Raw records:
▼

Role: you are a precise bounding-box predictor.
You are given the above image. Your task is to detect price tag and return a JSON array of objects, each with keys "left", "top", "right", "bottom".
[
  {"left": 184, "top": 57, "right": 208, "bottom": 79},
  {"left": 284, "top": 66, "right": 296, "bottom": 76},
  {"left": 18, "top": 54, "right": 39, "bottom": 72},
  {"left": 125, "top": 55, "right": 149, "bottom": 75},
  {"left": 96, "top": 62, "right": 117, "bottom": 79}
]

▲

Print all of the records above again, line for line, without changing anything.

• [Completed exercise]
Role: you are a precise bounding-box predictor.
You are given the above image. Your task is to detect price tag and return a JSON array of objects, each with keys "left", "top", "right", "bottom".
[
  {"left": 184, "top": 57, "right": 208, "bottom": 79},
  {"left": 284, "top": 66, "right": 296, "bottom": 76},
  {"left": 18, "top": 54, "right": 39, "bottom": 72},
  {"left": 125, "top": 55, "right": 149, "bottom": 75},
  {"left": 96, "top": 62, "right": 117, "bottom": 79}
]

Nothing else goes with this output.